__Task brief__. Could you print each line of the material below exactly?
---------- Given data ----------
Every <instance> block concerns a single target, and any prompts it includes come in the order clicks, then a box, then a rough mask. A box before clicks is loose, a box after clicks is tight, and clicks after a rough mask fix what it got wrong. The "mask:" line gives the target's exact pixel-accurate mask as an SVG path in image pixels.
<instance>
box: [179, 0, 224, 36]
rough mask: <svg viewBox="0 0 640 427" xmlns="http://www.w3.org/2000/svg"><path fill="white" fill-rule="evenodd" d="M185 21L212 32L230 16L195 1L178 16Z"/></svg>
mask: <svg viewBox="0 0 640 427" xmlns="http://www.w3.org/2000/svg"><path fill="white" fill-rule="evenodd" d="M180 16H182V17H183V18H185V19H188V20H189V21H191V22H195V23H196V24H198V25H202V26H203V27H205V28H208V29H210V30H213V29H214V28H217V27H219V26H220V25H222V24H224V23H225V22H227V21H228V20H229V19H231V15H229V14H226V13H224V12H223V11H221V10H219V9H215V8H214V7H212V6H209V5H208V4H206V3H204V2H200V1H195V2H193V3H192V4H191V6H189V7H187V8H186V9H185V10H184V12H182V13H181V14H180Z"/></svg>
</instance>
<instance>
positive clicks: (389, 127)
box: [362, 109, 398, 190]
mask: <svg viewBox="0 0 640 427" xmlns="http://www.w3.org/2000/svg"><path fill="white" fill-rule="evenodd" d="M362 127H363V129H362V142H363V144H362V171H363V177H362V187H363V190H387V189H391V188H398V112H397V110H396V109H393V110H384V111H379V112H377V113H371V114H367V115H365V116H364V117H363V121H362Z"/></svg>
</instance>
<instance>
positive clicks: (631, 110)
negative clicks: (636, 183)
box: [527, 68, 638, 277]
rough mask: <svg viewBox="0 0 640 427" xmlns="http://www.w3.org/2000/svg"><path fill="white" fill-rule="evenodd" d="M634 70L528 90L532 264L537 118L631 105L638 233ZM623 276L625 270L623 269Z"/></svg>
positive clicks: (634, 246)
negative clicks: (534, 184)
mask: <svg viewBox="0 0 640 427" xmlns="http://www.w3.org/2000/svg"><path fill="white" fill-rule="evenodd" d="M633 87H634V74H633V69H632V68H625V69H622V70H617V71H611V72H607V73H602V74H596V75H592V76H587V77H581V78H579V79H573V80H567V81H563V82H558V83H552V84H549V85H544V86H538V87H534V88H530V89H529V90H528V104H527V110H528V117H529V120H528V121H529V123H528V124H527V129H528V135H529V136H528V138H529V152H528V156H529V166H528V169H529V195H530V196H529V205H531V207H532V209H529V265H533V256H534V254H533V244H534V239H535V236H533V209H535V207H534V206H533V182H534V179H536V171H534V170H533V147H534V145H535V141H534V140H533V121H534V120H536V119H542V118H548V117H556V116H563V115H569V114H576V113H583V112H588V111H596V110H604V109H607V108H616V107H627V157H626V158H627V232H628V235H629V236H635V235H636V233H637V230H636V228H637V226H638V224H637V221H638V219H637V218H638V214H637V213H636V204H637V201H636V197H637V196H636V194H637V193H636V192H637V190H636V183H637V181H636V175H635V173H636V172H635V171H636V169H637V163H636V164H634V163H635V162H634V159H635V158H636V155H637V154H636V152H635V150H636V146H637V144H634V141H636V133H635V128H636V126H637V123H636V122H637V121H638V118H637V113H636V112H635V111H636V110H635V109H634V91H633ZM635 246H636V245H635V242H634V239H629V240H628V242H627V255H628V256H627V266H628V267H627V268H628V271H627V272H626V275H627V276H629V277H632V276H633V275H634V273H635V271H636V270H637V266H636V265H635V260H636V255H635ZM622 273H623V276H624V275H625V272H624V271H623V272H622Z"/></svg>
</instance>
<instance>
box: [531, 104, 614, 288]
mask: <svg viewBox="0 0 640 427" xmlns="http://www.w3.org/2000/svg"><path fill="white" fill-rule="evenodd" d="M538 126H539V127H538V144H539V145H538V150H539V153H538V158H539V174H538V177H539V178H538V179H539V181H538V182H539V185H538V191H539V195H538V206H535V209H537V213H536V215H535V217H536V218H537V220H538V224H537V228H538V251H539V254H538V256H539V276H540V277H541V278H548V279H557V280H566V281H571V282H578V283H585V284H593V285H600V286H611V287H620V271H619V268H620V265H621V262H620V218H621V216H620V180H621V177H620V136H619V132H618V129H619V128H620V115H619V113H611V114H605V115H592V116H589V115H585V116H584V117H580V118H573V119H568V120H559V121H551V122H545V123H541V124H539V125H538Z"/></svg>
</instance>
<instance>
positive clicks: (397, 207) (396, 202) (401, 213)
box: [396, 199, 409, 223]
----------
__The answer__.
Every <instance> block concerns a single target, and any prompts it includes come in the order clicks, then a box, then a rough mask. A box before clicks is loose, a box after clicks is tight, and clicks after a rough mask fix what it got wrong. The "mask:" line gives the target's exact pixel-accurate mask as an SVG path in image pixels.
<instance>
box: [179, 0, 224, 36]
rough mask: <svg viewBox="0 0 640 427" xmlns="http://www.w3.org/2000/svg"><path fill="white" fill-rule="evenodd" d="M185 21L212 32L230 16L195 1L178 16Z"/></svg>
mask: <svg viewBox="0 0 640 427" xmlns="http://www.w3.org/2000/svg"><path fill="white" fill-rule="evenodd" d="M180 16H182V17H183V18H185V19H188V20H189V21H191V22H195V23H196V24H198V25H202V26H203V27H205V28H208V29H210V30H213V29H214V28H217V27H219V26H220V25H222V24H224V23H225V22H227V21H228V20H229V19H231V15H229V14H226V13H224V12H223V11H221V10H219V9H215V8H214V7H212V6H209V5H208V4H206V3H204V2H200V1H195V2H193V3H192V4H191V6H189V7H187V8H186V9H185V10H184V12H182V13H181V14H180Z"/></svg>
</instance>
<instance>
positive clicks: (389, 127)
box: [362, 109, 398, 190]
mask: <svg viewBox="0 0 640 427" xmlns="http://www.w3.org/2000/svg"><path fill="white" fill-rule="evenodd" d="M362 127H363V129H362V142H363V144H362V171H363V177H362V187H363V190H387V189H391V188H398V112H397V110H396V109H393V110H384V111H379V112H377V113H371V114H367V115H365V116H364V117H363V121H362Z"/></svg>
</instance>
<instance>
positive clicks: (631, 110)
negative clicks: (636, 183)
box: [527, 68, 638, 277]
rough mask: <svg viewBox="0 0 640 427" xmlns="http://www.w3.org/2000/svg"><path fill="white" fill-rule="evenodd" d="M634 70L528 90L532 264L537 118L631 105L638 233ZM623 276L625 270L623 269Z"/></svg>
positive clicks: (634, 246)
negative clicks: (534, 184)
mask: <svg viewBox="0 0 640 427" xmlns="http://www.w3.org/2000/svg"><path fill="white" fill-rule="evenodd" d="M633 87H634V74H633V69H632V68H625V69H622V70H617V71H611V72H607V73H602V74H596V75H592V76H587V77H581V78H579V79H573V80H567V81H563V82H558V83H552V84H549V85H544V86H538V87H534V88H530V89H529V90H528V104H527V110H528V117H529V120H528V121H529V123H528V124H527V129H528V135H529V136H528V138H529V152H528V156H529V166H528V169H529V195H530V196H529V205H531V207H532V209H529V265H533V256H534V254H533V244H534V239H535V236H533V209H535V207H534V206H533V182H534V179H536V171H534V170H533V147H534V145H535V141H534V140H533V121H534V120H536V119H542V118H548V117H556V116H563V115H569V114H576V113H583V112H588V111H596V110H604V109H607V108H616V107H627V157H626V158H627V232H628V235H629V236H635V235H636V233H637V230H636V228H637V226H638V224H637V221H638V219H637V218H638V214H637V213H636V204H637V201H636V197H637V196H636V194H637V193H636V192H637V190H636V183H637V181H636V175H635V173H636V172H635V171H636V169H637V163H636V164H634V163H635V162H634V159H635V158H636V155H637V154H636V152H635V150H636V146H637V144H634V141H636V133H635V128H636V126H637V123H636V122H637V121H638V118H637V113H636V112H635V111H636V110H635V109H634V91H633ZM635 246H636V245H635V242H634V239H629V240H628V242H627V255H628V256H627V266H628V267H627V268H628V271H627V272H626V275H627V276H629V277H632V276H633V275H634V273H635V271H636V270H637V266H636V265H635V260H636V255H635ZM622 273H623V276H624V275H625V272H624V271H623V272H622Z"/></svg>
</instance>
<instance>
box: [531, 104, 614, 288]
mask: <svg viewBox="0 0 640 427" xmlns="http://www.w3.org/2000/svg"><path fill="white" fill-rule="evenodd" d="M538 126H539V127H538V144H539V145H538V150H539V153H538V158H539V174H538V177H539V178H538V179H539V181H538V182H539V185H538V191H539V195H538V206H535V209H537V213H536V215H535V217H536V218H537V220H538V224H537V228H538V251H539V254H538V256H539V276H540V277H541V278H548V279H557V280H566V281H571V282H578V283H585V284H593V285H600V286H611V287H620V271H619V268H620V265H621V262H620V218H621V216H620V180H621V177H620V136H619V132H618V129H619V128H620V115H619V113H611V114H605V115H592V116H589V115H585V116H584V117H580V118H573V119H568V120H559V121H551V122H545V123H541V124H539V125H538Z"/></svg>
</instance>
<instance>
positive clicks: (397, 207) (396, 202) (401, 213)
box: [396, 199, 409, 223]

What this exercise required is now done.